**Aim of the task**
Collect every line in the records below that contains the string "tram" and copy each such line in full.

**Materials provided**
[start]

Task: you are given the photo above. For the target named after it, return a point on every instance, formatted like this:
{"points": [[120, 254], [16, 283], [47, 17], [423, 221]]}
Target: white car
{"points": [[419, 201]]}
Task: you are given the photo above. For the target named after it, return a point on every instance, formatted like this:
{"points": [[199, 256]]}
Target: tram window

[end]
[start]

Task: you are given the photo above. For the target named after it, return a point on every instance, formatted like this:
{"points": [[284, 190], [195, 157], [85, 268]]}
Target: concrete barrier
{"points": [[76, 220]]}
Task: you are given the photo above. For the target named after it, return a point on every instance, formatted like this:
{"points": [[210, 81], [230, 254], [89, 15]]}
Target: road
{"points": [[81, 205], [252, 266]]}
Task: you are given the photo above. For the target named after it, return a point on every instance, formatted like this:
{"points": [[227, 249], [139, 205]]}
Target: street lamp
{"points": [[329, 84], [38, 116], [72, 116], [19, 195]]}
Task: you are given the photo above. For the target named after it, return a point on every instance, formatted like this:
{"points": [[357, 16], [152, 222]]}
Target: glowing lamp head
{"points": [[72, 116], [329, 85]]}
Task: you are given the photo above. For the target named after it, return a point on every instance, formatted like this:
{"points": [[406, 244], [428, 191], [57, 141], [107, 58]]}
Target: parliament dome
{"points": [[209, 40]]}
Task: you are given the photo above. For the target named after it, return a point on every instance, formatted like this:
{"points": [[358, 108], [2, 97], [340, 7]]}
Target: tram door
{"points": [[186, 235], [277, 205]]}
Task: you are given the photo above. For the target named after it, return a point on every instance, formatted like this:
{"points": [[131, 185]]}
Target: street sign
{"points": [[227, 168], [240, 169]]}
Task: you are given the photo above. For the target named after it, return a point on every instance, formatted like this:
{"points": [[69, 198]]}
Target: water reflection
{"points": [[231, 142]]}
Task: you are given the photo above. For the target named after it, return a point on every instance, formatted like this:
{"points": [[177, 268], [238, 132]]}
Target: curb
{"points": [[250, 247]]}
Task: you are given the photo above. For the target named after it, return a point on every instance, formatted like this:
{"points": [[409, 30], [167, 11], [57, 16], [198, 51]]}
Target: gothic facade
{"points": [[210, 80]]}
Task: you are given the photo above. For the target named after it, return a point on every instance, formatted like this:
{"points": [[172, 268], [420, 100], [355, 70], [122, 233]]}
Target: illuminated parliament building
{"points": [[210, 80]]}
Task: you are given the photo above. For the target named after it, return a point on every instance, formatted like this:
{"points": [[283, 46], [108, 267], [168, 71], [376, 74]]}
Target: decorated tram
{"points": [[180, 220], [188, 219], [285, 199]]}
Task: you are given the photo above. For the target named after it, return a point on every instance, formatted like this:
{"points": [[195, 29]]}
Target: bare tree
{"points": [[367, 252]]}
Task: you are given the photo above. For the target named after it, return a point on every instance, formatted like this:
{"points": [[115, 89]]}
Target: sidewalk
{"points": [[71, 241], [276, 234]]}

[end]
[start]

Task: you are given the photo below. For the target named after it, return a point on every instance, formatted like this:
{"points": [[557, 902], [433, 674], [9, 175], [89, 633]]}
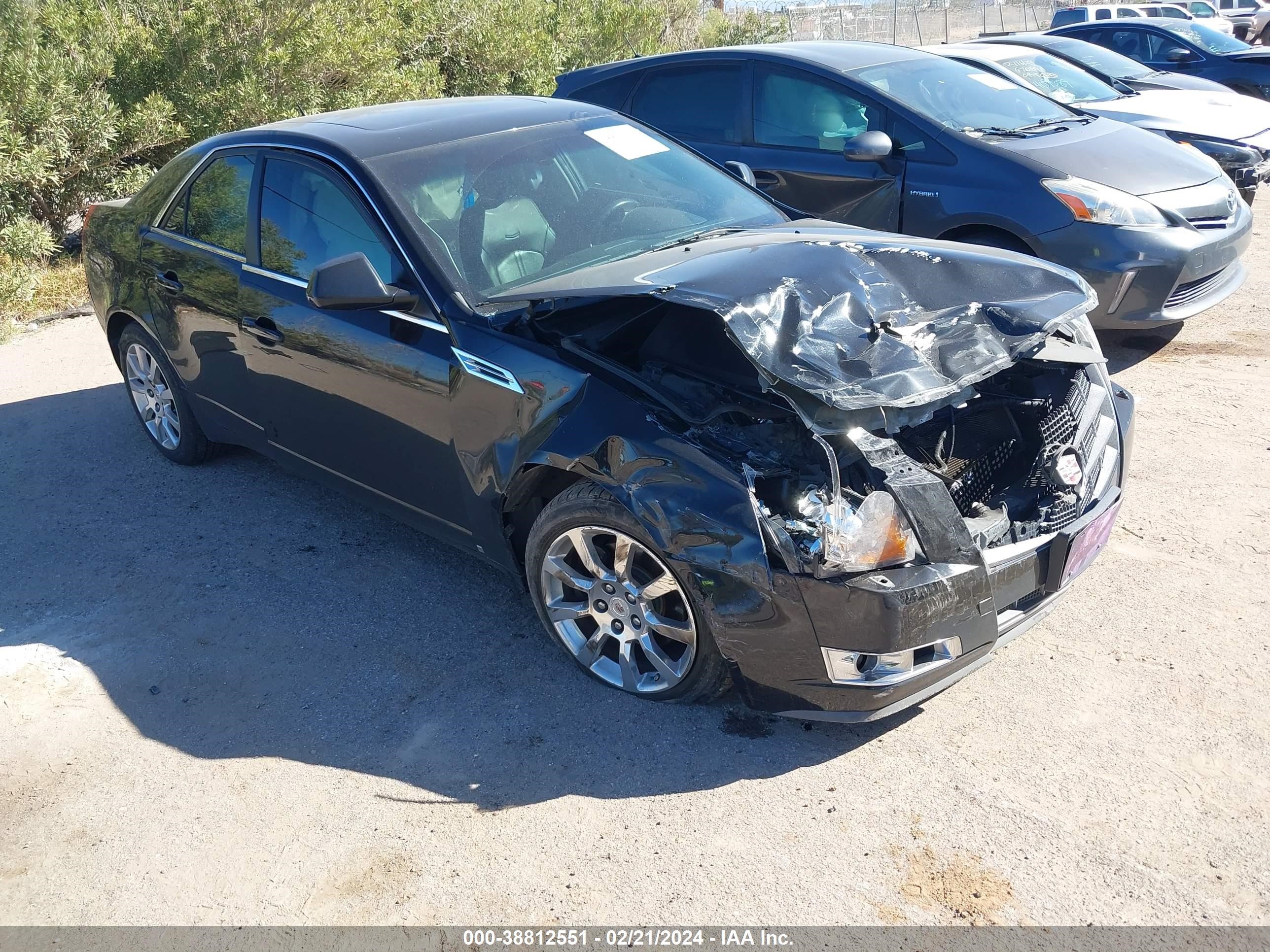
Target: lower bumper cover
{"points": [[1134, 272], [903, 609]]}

[end]

**Solution to the exercise**
Target: tram window
Target: tram door
Target: decorated tram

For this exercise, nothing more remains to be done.